**To be done:**
Nothing but the lines from the one containing "Where can you see the eyeglasses" to the end of the data should be returned, exactly as written; pictures are omitted.

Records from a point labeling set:
- - - - - - -

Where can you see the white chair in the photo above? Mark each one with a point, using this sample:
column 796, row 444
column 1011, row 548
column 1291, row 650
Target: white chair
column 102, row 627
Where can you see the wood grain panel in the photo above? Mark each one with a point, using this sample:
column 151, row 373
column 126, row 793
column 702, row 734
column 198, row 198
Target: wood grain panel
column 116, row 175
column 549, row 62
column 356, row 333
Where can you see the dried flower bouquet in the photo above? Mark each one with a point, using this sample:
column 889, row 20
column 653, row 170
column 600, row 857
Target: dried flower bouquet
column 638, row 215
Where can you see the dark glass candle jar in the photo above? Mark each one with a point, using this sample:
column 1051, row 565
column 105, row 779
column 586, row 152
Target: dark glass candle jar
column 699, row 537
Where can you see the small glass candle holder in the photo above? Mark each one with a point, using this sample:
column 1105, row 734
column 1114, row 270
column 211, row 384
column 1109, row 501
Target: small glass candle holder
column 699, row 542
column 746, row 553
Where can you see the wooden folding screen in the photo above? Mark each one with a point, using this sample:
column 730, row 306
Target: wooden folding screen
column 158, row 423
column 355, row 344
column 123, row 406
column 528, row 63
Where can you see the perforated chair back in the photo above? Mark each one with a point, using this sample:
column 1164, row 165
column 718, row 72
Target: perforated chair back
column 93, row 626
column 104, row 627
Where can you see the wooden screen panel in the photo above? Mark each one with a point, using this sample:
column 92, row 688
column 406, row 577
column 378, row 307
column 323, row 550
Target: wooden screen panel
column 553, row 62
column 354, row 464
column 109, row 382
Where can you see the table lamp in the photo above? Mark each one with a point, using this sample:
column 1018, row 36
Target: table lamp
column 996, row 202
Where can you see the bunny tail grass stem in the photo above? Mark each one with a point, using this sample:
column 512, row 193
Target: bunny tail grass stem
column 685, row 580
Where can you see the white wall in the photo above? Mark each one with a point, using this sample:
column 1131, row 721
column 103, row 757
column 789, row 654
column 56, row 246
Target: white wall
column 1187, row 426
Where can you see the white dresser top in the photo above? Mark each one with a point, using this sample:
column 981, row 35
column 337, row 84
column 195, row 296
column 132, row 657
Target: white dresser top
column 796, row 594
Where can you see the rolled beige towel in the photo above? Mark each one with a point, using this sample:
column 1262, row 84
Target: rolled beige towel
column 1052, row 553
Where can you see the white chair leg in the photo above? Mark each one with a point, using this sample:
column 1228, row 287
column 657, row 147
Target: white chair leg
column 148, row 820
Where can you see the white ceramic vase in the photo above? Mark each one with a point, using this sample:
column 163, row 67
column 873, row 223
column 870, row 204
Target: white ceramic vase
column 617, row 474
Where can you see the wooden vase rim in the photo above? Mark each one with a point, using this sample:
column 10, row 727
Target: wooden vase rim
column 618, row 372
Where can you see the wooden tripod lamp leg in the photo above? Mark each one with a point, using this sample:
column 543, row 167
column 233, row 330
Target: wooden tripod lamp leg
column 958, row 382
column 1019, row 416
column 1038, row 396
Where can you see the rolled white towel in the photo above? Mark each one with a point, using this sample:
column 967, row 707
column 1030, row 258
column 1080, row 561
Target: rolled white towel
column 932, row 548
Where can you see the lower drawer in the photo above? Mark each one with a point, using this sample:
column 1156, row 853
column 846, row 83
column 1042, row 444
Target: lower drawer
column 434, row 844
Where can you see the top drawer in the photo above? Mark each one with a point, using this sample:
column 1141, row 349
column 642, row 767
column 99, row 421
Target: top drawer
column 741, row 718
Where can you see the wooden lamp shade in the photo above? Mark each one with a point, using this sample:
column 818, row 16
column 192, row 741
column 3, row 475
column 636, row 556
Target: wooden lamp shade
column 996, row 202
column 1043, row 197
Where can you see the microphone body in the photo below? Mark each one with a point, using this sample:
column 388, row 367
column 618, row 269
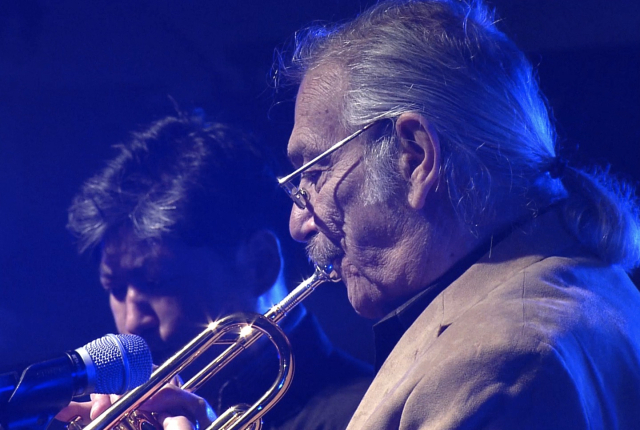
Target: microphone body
column 113, row 364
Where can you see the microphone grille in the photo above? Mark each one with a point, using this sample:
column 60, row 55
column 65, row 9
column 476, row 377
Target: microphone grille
column 121, row 362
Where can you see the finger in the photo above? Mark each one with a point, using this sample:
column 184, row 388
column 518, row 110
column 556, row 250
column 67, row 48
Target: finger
column 75, row 409
column 174, row 401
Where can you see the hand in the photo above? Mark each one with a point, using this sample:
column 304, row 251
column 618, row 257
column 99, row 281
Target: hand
column 176, row 409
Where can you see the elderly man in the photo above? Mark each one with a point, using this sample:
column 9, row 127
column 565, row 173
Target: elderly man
column 498, row 270
column 182, row 219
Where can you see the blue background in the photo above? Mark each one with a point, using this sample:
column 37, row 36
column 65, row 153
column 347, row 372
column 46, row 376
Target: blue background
column 77, row 76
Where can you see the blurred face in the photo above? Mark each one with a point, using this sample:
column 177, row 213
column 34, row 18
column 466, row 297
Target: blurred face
column 166, row 291
column 363, row 241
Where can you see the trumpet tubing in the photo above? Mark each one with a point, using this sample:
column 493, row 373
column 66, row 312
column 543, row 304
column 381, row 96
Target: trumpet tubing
column 123, row 414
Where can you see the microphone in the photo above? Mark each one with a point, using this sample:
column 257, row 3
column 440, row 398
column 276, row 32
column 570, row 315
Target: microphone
column 113, row 364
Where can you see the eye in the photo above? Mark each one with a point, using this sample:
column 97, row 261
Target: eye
column 313, row 177
column 118, row 291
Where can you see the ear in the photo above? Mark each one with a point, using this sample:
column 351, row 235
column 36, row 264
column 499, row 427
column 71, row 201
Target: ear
column 258, row 262
column 420, row 156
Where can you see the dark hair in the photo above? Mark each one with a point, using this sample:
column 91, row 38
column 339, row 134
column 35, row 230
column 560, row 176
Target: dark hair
column 205, row 184
column 447, row 60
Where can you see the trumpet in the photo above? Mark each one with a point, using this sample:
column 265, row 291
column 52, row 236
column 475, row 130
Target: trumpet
column 124, row 413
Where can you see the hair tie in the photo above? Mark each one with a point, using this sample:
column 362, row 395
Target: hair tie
column 557, row 167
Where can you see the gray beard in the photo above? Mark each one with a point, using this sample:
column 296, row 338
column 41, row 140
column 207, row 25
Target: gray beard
column 322, row 251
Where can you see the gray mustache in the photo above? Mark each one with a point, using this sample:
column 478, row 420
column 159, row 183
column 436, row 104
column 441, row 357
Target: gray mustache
column 321, row 250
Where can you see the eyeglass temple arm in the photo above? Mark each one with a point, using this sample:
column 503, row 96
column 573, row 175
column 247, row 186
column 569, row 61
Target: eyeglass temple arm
column 334, row 148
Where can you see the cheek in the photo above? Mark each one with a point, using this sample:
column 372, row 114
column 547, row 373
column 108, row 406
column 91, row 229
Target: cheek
column 171, row 315
column 119, row 312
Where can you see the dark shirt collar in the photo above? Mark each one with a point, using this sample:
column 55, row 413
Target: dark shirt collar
column 388, row 331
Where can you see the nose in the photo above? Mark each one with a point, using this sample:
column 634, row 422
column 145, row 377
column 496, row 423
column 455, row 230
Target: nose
column 301, row 224
column 140, row 315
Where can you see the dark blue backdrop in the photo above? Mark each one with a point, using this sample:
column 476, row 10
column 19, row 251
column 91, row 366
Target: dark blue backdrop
column 77, row 76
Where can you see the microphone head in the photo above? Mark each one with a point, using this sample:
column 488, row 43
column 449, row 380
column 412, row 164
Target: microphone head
column 116, row 363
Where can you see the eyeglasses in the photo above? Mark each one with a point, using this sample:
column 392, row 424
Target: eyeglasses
column 300, row 196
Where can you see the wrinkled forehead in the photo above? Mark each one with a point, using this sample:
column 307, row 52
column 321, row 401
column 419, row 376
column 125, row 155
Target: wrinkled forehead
column 122, row 249
column 319, row 106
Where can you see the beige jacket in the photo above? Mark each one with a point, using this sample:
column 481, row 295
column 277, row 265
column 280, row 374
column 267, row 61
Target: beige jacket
column 537, row 335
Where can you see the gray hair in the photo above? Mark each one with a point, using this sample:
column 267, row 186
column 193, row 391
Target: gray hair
column 448, row 61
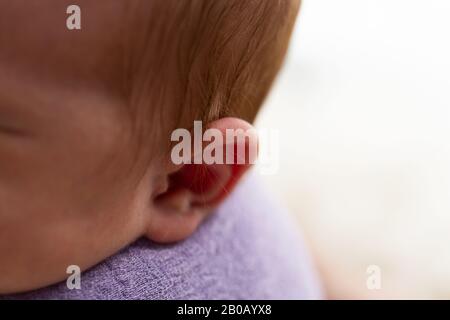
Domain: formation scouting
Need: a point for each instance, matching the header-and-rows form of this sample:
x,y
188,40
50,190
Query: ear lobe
x,y
195,189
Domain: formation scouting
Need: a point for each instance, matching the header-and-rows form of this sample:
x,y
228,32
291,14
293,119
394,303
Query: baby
x,y
86,117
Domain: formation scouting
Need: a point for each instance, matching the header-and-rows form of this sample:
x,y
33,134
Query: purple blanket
x,y
249,249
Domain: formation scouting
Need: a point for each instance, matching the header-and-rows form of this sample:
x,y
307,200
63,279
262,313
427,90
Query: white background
x,y
363,110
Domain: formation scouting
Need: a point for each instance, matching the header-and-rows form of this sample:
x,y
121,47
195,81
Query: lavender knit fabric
x,y
249,249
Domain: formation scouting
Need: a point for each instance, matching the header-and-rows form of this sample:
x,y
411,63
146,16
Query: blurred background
x,y
363,111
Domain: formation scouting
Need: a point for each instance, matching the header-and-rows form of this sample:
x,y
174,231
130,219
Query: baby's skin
x,y
78,181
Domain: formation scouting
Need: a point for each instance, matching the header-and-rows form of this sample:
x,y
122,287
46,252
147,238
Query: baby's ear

- - - - - - -

**Solution for this problem:**
Where can you see the eyeglasses in the photo above? Mark each one with a point, using this sample:
column 392, row 424
Target: eyeglasses
column 300, row 196
Where can you see the wrinkled forehead in the photo above? Mark each one with a point, using this sample:
column 307, row 52
column 321, row 401
column 419, row 376
column 125, row 155
Target: wrinkled forehead
column 122, row 249
column 319, row 106
Where can you see the beige jacket in the photo above? Mark each one with a point, using this sample:
column 481, row 295
column 277, row 265
column 280, row 374
column 267, row 61
Target: beige jacket
column 537, row 335
Where can you see the gray hair in the photo above? Mark each one with a point, using this sample:
column 267, row 186
column 193, row 391
Target: gray hair
column 448, row 61
Domain: formation scouting
Need: a point for each instance, matching the header-and-rows form of this sample:
x,y
188,40
50,190
Query: ear lobe
x,y
195,189
Domain: formation scouting
Need: a point for each instance, matching the header-and-rows form of this sample:
x,y
228,32
291,14
293,119
394,303
Query: baby
x,y
86,117
Domain: formation scouting
Need: a point for each instance, matching the header-and-rows form of this sample:
x,y
33,134
Query: purple blanket
x,y
249,249
Domain: formation scouting
Need: a point for each instance, matching the header-and-rows form of this sample:
x,y
307,200
63,279
262,313
427,90
Query: white background
x,y
363,110
Domain: formation scouting
Need: a point for each instance, matching the header-and-rows form of this sample:
x,y
121,47
195,81
Query: lavender knit fabric
x,y
249,249
Domain: formation scouting
Need: a point for each instance, matching the header-and-rows form of this sample:
x,y
411,63
146,16
Query: blurred background
x,y
363,111
Domain: formation scouting
Need: a point for each instance, matching the header-and-rows form of this sample:
x,y
174,231
130,219
Query: baby's skin
x,y
78,181
Domain: formation scouting
Need: a point for each instance, matching the header-and-rows form of this sample:
x,y
122,287
46,252
147,238
Query: baby's ear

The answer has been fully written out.